§ What you are asked to do: Look for the string "wall" in the listing. Copy each line that has it.

§ Data for this exercise:
^^^^^^^^^^^^^^^^
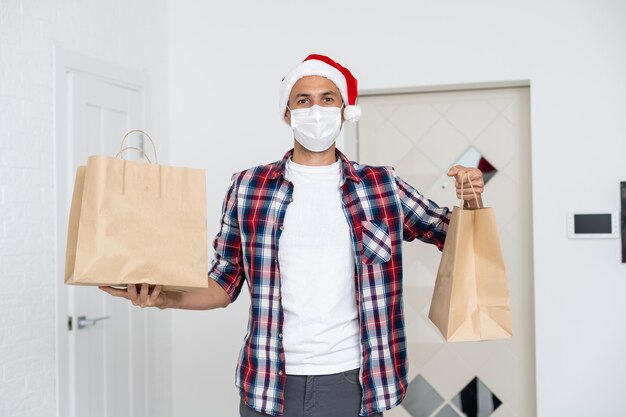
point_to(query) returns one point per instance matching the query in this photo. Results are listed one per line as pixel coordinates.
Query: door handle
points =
^^^^^^^^^^^^^^^^
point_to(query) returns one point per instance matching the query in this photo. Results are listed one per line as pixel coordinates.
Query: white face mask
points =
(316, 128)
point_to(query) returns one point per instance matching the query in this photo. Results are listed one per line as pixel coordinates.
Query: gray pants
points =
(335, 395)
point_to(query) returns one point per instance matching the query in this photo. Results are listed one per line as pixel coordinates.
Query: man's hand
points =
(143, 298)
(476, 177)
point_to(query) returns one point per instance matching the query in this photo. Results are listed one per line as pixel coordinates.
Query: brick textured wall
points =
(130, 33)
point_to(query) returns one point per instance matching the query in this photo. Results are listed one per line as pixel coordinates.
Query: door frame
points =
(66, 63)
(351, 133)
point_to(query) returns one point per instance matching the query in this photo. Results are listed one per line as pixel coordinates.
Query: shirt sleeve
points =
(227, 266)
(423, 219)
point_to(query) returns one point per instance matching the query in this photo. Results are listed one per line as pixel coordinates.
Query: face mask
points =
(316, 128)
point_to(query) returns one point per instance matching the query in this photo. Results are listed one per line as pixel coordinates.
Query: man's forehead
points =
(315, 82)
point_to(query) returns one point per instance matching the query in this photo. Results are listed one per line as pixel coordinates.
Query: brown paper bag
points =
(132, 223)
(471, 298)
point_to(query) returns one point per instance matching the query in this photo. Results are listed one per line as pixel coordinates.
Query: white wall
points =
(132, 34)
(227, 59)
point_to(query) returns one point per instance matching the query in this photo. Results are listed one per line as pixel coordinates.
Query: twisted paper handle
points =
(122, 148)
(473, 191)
^^^^^^^^^^^^^^^^
§ Solution to this problem:
Query: brick textured wall
Query: white wall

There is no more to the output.